RECORDS FOR THIS EXERCISE
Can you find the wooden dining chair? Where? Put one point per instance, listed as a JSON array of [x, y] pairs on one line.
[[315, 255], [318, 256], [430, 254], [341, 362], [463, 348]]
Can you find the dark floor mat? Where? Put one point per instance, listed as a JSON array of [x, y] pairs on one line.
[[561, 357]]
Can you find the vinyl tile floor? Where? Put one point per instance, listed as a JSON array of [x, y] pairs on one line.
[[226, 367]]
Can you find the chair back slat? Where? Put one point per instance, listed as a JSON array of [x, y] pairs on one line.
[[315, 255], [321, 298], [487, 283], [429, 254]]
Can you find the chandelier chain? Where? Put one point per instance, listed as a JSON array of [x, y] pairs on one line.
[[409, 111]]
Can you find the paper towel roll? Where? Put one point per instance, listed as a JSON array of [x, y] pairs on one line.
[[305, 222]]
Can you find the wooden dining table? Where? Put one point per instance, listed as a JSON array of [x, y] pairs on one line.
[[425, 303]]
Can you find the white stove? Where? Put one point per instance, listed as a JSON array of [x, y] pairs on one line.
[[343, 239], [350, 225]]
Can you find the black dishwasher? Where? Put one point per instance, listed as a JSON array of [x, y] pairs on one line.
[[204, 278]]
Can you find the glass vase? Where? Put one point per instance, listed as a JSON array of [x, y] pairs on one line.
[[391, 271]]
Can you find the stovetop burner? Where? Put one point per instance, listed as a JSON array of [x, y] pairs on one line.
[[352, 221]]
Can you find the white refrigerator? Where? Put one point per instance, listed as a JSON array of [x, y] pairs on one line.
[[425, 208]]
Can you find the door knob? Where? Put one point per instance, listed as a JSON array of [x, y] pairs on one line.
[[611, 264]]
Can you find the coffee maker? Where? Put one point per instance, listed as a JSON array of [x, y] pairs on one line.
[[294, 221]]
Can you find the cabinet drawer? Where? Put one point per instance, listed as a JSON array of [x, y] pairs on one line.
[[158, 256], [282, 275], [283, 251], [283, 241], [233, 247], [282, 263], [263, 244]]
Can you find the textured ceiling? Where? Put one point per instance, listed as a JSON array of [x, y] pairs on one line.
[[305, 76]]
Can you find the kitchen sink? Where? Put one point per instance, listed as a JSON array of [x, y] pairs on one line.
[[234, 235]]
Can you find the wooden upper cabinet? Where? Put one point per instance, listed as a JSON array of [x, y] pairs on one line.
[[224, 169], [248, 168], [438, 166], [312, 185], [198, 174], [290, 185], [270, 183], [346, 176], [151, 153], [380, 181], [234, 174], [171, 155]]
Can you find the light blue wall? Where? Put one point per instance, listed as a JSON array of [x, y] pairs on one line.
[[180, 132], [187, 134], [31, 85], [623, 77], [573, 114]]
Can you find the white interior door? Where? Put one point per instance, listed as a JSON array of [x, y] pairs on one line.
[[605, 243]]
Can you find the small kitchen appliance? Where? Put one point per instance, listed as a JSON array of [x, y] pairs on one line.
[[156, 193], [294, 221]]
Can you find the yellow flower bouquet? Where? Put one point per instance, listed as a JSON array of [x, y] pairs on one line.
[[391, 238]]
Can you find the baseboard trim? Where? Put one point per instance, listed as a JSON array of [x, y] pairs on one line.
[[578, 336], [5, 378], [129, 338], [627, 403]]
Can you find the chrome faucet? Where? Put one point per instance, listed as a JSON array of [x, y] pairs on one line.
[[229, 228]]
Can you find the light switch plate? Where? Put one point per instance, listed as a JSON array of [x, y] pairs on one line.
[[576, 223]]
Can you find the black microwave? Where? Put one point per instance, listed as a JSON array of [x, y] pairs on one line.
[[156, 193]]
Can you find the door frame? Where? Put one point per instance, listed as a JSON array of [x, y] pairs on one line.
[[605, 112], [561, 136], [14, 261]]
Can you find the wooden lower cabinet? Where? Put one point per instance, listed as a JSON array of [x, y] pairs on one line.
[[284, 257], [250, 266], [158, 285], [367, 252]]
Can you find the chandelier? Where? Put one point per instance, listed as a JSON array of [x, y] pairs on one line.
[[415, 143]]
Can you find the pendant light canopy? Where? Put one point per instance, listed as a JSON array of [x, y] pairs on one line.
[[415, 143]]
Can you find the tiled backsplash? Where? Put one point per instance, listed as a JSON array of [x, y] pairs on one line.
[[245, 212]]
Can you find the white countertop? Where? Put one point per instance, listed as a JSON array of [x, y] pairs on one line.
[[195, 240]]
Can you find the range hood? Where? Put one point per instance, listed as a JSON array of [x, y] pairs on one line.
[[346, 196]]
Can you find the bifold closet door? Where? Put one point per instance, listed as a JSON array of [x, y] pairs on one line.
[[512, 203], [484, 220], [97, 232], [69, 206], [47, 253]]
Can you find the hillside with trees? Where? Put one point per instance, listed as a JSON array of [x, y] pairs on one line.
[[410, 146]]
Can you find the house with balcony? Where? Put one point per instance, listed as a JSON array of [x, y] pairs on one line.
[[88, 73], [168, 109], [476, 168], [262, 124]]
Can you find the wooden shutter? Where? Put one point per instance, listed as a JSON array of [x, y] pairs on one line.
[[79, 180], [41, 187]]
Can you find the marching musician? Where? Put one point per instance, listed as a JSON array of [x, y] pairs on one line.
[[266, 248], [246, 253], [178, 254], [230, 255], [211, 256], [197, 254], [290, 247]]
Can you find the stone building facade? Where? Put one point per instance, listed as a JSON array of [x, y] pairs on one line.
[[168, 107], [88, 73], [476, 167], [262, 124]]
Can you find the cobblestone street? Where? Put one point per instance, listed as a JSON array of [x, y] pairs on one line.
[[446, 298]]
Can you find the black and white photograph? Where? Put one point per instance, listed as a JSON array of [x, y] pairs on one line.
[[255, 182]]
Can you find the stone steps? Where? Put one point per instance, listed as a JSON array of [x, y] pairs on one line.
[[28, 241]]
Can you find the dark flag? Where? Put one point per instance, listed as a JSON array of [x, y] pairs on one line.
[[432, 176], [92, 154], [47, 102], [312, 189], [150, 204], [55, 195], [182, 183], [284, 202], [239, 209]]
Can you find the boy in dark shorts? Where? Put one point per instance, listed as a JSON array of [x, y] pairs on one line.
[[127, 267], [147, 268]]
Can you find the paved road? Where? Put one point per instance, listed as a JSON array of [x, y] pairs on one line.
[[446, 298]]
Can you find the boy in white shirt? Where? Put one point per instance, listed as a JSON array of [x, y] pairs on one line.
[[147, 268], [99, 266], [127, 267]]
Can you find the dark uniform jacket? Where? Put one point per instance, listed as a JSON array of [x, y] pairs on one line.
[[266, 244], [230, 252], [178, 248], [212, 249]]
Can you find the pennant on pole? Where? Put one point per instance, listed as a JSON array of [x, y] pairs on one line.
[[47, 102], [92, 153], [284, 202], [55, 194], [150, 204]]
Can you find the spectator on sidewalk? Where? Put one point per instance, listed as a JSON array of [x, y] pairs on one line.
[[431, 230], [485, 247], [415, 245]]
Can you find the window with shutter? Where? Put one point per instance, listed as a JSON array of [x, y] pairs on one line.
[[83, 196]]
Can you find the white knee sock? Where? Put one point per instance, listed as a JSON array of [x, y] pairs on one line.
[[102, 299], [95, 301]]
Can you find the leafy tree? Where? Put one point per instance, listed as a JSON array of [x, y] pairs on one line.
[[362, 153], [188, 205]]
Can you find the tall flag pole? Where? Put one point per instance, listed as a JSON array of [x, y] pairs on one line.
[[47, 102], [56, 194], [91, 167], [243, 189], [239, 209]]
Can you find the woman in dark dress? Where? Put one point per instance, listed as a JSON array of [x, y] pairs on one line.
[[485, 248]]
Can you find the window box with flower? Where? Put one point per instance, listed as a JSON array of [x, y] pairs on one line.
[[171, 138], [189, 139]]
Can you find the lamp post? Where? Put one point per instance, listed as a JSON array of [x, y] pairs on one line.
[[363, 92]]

==

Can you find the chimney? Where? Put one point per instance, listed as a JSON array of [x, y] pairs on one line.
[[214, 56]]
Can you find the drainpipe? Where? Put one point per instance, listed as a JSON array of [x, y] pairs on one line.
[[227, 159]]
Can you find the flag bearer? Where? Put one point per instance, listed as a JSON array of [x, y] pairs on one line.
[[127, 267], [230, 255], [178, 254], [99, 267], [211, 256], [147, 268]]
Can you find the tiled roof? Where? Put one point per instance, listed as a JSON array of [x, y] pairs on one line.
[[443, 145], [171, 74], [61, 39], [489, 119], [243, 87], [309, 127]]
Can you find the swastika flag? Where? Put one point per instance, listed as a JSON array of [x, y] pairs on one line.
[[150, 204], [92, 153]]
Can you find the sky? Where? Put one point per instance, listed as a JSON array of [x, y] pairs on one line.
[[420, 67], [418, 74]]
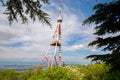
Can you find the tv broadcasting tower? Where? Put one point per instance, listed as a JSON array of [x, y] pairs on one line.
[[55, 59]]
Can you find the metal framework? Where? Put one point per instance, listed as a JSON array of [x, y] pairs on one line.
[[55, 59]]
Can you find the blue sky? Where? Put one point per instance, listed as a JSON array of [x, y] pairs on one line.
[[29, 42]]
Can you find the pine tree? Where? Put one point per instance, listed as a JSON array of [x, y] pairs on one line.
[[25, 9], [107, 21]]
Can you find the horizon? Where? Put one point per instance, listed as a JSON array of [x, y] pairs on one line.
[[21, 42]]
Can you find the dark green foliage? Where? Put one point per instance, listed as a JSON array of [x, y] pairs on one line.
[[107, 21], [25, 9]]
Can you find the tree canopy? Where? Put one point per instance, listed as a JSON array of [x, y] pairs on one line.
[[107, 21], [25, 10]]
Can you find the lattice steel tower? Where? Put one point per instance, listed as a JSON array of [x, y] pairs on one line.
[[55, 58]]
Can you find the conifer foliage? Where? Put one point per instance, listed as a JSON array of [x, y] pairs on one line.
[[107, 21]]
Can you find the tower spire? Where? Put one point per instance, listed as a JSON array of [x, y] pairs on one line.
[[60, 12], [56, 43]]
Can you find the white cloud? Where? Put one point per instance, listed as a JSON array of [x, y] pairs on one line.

---

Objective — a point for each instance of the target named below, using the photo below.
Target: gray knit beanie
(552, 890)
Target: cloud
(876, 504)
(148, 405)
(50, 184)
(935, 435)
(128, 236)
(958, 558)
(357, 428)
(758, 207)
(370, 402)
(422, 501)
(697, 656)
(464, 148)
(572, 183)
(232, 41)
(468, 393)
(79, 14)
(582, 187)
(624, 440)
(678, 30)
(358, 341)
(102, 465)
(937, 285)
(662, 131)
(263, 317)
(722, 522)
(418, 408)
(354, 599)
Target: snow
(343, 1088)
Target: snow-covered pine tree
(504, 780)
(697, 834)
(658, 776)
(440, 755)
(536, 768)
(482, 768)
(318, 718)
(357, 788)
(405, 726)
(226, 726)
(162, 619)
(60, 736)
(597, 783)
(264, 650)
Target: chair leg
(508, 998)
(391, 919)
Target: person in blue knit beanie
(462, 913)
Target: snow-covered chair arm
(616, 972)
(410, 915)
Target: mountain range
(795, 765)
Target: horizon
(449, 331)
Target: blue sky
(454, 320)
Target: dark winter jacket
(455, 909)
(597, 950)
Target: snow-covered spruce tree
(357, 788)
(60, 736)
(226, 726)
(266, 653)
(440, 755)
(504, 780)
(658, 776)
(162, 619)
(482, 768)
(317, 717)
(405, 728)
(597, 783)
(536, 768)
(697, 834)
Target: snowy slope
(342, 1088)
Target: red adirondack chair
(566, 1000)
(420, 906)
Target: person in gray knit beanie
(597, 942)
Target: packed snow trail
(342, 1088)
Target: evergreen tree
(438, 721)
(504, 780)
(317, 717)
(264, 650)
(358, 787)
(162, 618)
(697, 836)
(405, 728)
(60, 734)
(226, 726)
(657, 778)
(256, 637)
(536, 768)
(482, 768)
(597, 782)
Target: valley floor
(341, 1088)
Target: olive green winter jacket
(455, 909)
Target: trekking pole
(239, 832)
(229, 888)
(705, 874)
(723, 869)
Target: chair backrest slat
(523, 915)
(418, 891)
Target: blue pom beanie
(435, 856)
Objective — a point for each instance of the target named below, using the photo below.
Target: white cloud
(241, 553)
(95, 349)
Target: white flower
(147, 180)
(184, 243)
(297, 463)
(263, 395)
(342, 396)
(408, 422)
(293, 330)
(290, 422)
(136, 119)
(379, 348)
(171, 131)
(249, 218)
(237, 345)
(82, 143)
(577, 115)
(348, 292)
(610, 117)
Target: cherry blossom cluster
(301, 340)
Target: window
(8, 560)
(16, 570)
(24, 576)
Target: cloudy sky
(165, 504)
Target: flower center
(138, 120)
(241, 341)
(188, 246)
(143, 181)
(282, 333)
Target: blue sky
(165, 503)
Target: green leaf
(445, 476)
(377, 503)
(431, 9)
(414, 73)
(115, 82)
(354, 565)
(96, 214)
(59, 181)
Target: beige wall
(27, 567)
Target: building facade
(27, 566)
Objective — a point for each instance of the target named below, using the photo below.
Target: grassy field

WHAT YOU NEED TO DO
From the entries above, write out only the lines starting at the line that holds "Target: chair leg" and ending at the line that holds "Target: grassy field", keeping both and matching them exactly.

ANSWER TO THIS EXERCISE
Target: chair leg
(508, 998)
(391, 919)
Target: person in blue knit beanie
(462, 913)
Target: snow-covered chair arm
(616, 972)
(410, 915)
Target: mountain range
(795, 765)
Target: horizon
(449, 331)
Target: blue sky
(454, 320)
Target: dark winter jacket
(455, 909)
(597, 950)
Target: snow-covered spruce tree
(357, 788)
(60, 736)
(226, 726)
(266, 653)
(440, 755)
(504, 780)
(658, 776)
(162, 619)
(482, 768)
(317, 717)
(405, 728)
(597, 783)
(536, 768)
(697, 834)
Target: snowy slope
(342, 1088)
Target: red adirondack chair
(566, 1000)
(420, 906)
Target: person in gray knit beanie
(597, 942)
Target: packed snow trail
(342, 1088)
Target: evergreen tree
(438, 721)
(504, 780)
(317, 717)
(264, 650)
(358, 787)
(162, 618)
(697, 836)
(405, 728)
(60, 734)
(226, 726)
(657, 778)
(256, 637)
(536, 768)
(482, 768)
(597, 782)
Target: valley floor
(341, 1088)
Target: olive green winter jacket
(455, 909)
Target: trekking pole
(239, 832)
(229, 888)
(705, 874)
(723, 869)
Target: chair backrest slat
(523, 915)
(418, 891)
Target: blue pom beanie
(435, 856)
Objective — a point for each instance of the target named below, using the photo below.
Target: white cloud
(241, 553)
(95, 349)
Target: white flower
(147, 180)
(184, 243)
(297, 463)
(263, 395)
(342, 396)
(408, 422)
(293, 330)
(290, 422)
(136, 119)
(379, 348)
(171, 131)
(249, 218)
(237, 345)
(82, 143)
(577, 115)
(348, 292)
(610, 117)
Target: cherry blossom cluster
(301, 340)
Target: window
(8, 560)
(16, 570)
(24, 576)
Target: cloudy sky
(165, 504)
Target: flower center
(138, 120)
(241, 341)
(188, 246)
(143, 181)
(282, 333)
Target: blue sky
(165, 503)
Target: green leaf
(445, 476)
(377, 503)
(431, 9)
(414, 73)
(115, 82)
(354, 565)
(96, 214)
(59, 181)
Target: beige wall
(27, 567)
Target: building facade
(27, 566)
Objective — a point for each instance of the target named below, using the photo below.
Target: grassy field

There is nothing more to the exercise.